Copy the whole listing below exactly.

Material supplied:
#####
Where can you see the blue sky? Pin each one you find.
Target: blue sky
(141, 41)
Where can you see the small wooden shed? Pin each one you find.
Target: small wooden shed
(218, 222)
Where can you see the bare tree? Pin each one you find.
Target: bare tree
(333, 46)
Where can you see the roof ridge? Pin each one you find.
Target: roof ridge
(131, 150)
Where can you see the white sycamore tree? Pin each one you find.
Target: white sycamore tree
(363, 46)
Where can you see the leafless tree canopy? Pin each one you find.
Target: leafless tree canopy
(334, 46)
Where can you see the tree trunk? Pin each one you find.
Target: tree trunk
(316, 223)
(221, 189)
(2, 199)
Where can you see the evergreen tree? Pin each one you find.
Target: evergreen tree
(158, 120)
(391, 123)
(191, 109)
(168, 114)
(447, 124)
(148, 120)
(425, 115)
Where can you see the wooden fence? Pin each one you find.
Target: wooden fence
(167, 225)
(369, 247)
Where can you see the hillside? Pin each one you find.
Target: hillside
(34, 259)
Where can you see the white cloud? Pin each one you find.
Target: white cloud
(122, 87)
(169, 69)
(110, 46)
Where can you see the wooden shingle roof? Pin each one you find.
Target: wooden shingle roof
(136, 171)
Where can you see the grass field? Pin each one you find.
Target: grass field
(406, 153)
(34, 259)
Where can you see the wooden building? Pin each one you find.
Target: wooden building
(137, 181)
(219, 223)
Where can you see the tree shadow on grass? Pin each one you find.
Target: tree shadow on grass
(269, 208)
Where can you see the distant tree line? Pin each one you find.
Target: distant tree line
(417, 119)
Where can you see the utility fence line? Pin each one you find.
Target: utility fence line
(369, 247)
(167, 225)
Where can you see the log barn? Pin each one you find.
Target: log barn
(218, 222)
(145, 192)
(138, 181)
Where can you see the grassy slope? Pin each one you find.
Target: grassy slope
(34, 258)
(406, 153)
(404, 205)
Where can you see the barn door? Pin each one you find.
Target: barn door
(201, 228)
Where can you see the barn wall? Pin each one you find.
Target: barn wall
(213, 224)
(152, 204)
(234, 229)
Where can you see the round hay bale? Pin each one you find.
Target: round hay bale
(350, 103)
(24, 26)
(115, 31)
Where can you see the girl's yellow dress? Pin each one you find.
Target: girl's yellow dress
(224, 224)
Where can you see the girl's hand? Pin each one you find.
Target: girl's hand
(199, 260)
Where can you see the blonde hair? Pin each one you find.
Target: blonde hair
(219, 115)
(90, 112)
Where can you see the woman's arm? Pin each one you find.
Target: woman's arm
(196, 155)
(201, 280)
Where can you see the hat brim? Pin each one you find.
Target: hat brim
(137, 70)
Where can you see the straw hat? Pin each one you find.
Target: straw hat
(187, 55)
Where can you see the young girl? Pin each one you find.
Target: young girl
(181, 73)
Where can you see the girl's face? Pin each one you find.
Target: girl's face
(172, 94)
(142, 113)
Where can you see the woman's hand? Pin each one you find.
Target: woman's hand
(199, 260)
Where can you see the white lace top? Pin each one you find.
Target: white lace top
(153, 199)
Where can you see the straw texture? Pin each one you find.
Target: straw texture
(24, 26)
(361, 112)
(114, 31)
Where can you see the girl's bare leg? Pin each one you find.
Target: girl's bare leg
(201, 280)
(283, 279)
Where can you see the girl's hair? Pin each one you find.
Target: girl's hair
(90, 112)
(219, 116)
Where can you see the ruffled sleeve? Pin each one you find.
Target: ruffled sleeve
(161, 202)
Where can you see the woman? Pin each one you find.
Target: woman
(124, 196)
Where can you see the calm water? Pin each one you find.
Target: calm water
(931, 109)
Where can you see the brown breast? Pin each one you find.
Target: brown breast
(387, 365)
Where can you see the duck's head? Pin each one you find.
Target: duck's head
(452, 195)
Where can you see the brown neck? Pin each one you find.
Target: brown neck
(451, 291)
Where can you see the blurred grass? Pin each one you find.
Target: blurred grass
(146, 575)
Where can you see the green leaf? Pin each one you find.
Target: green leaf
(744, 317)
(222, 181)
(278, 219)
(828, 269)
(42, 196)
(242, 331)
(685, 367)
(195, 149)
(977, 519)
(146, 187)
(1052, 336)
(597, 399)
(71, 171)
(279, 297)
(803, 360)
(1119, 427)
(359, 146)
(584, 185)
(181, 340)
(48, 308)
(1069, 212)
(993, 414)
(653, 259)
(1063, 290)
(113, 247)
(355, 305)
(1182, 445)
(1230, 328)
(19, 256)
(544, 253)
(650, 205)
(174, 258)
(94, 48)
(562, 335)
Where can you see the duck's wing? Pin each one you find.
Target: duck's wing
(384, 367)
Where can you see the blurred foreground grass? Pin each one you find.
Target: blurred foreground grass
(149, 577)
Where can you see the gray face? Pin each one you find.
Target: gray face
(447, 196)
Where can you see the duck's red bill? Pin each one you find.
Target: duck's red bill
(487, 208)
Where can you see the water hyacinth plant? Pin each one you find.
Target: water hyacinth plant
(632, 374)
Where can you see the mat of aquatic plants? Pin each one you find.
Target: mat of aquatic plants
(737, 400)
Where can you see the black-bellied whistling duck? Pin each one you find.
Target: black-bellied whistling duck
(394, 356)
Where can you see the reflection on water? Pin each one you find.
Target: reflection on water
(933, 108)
#####
Solution to the problem:
Where can you see the blue sky? Pin each one you find.
Target: blue sky
(141, 41)
Where can you see the small wooden shed? Pin each one you find.
Target: small wooden shed
(218, 222)
Where can you see the bare tree? Pin each one you find.
Target: bare tree
(333, 46)
Where can you see the roof ridge? Pin each one you find.
Target: roof ridge
(131, 150)
Where can you see the white sycamore tree? Pin each one you find.
Target: white sycamore tree
(363, 46)
Where can you see the leafless tree canopy? Pin each one you find.
Target: leafless tree canopy
(334, 46)
Where can you see the tree trunk? Pin each one you find.
Target: tree trunk
(316, 223)
(221, 189)
(2, 199)
Where can you see the evergreen tree? Pin each one you find.
Target: evergreen tree
(158, 120)
(391, 123)
(191, 109)
(168, 114)
(447, 124)
(148, 120)
(425, 115)
Where can you see the wooden fence? Pin each one you find.
Target: wooden fence
(167, 225)
(369, 247)
Where can you see the hillside? Pin each one you find.
Target: hillside
(34, 259)
Where can you see the white cloud? Pin each one you find.
Target: white cloud
(122, 87)
(169, 69)
(110, 46)
Where can you see the wooden shingle roof? Pin each one you find.
Target: wooden shingle roof
(136, 171)
Where can you see the grass field? Pin each one you find.
Target: grass field
(406, 153)
(34, 259)
Where can you see the wooden building? Pin each one you find.
Target: wooden building
(137, 181)
(219, 223)
Where can you see the tree shadow on grass? Pin each one you find.
Target: tree shadow on grass
(269, 208)
Where can you see the distant tree line? Pin each one you find.
Target: distant tree line
(417, 119)
Where can you see the utility fence line? Pin each one you find.
Target: utility fence line
(369, 247)
(167, 225)
Where can you see the log barn? Pin each one you find.
Target: log barn
(218, 222)
(145, 192)
(138, 181)
Where can you see the grassy slope? Pin each one you find.
Target: grassy slope
(34, 258)
(406, 153)
(404, 205)
Where can you see the barn door? Pin each one you find.
Target: barn door
(201, 228)
Where can you see the barn wall? Pin each one you find.
Target: barn wall
(213, 224)
(152, 204)
(234, 229)
Where can you see the round hay bale? Pin each one you find.
Target: round hay bale
(350, 103)
(24, 26)
(115, 31)
Where can you see the girl's yellow dress? Pin each one you find.
Target: girl's yellow dress
(224, 224)
Where can you see the girl's hand? Pin each one you find.
Target: girl's hand
(199, 260)
Where can you see the blonde hair? Pin each one you find.
Target: blonde hair
(219, 115)
(90, 112)
Where can you see the woman's arm? Pin each one you find.
Target: woman's arm
(196, 155)
(201, 280)
Where can you see the hat brim? Pin each one you find.
Target: hat brim
(137, 70)
Where can you see the straw hat? Pin each one you find.
Target: straw hat
(187, 55)
Where can you see the young girl? Pin each one you find.
Target: young girl
(181, 73)
Where can you see the girl's face? Pin each one you find.
Target: girl's face
(172, 94)
(142, 113)
Where can you see the woman's hand? Pin each one you find.
Target: woman's hand
(199, 260)
Where can you see the white lace top? Pin each one you find.
Target: white lace top
(153, 199)
Where can you see the straw texture? Pin each one you find.
Target: straw texture
(24, 26)
(361, 112)
(114, 31)
Where can you see the girl's bare leg? Pin each one you find.
Target: girl's bare leg
(201, 280)
(283, 279)
Where can you see the girl's hair? Pin each one you find.
Target: girl's hair
(90, 112)
(219, 116)
Where can you see the ruffled sleeve? Pin each one you find.
Target: ruffled sleeve
(161, 202)
Where can you see the woman? Pin each one you find.
Target: woman
(124, 196)
Where can you see the calm water? Pin each one you find.
Target: calm water
(931, 109)
Where can you see the brown breast? Pin each one you find.
Target: brown breast
(387, 365)
Where can you see the duck's head? Pin each one you find.
Target: duck's head
(452, 195)
Where can you see the brown neck? Pin each one you find.
Target: brown neck
(451, 291)
Where can you see the blurred grass? Pin each one you find.
Target: blurred grass
(146, 575)
Where can you see the green leaf? Pin each one you find.
Target: green leaf
(744, 317)
(222, 181)
(278, 219)
(828, 269)
(42, 196)
(242, 331)
(685, 367)
(195, 149)
(977, 519)
(146, 187)
(1052, 336)
(597, 399)
(71, 171)
(279, 297)
(803, 360)
(1119, 427)
(359, 146)
(584, 185)
(181, 340)
(48, 308)
(1069, 212)
(993, 414)
(653, 259)
(1063, 290)
(113, 247)
(355, 305)
(1182, 445)
(1230, 328)
(19, 256)
(544, 253)
(650, 205)
(174, 258)
(94, 48)
(562, 335)
Where can you see the duck's wing? Pin each one you find.
Target: duck's wing
(384, 367)
Where can you see the blurred foreground grass? Pin each one you find.
Target: blurred foreground grass
(149, 577)
Where can you see the gray face? Pin each one you find.
Target: gray face
(447, 196)
Where can you see the duck's red bill? Pin each one you find.
Target: duck's red bill
(487, 208)
Where can you see the water hyacinth plant? Pin each one you find.
Target: water hyacinth plant
(632, 374)
Where can you see the mat of aquatic plants? Pin each one you find.
Target: mat of aquatic plants
(737, 400)
Where can you see the black-bellied whistling duck? Pin each one you find.
Target: black-bellied whistling duck
(394, 356)
Where can you see the reflection on water? Pin each one you find.
Target: reflection on water
(933, 108)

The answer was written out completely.